==== Input rows ====
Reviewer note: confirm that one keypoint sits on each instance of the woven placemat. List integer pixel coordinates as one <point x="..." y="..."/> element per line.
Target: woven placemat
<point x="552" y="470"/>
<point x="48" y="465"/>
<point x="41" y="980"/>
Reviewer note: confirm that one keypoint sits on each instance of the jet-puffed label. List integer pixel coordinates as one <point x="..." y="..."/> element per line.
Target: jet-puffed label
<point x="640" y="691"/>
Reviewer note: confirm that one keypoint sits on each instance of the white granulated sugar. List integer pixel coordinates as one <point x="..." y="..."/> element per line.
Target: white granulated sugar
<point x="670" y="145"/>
====
==== Input rows ====
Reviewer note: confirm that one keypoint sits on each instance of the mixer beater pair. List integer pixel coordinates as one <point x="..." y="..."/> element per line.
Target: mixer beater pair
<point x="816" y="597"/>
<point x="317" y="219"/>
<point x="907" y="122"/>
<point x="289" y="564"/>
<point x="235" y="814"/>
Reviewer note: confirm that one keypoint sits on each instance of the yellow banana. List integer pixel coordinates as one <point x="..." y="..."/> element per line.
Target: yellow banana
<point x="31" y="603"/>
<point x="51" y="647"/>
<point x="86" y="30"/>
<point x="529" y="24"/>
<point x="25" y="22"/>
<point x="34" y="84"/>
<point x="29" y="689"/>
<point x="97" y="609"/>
====
==== Input rows ====
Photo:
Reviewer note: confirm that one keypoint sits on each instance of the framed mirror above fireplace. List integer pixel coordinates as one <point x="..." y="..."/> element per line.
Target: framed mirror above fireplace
====
What you have to do:
Please pull out every line from the entries above that contains the word "mixer" and copy each one unchanged.

Final result:
Reviewer note: confirm that one keypoint sits on each instance of the mixer beater pair. List integer pixel coordinates as one <point x="..." y="..."/> element per line.
Target: mixer beater pair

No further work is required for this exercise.